_RECORD EXCERPTS:_
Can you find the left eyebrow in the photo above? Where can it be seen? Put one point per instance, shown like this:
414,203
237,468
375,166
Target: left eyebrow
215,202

_JOB:_ Copy the records above word for word.

_TASK OUTPUT:_
Can you find the left eyebrow in the photo above? Where can it be seen? Put one point per instance, shown like this:
414,203
237,468
375,166
Target: left eyebrow
215,202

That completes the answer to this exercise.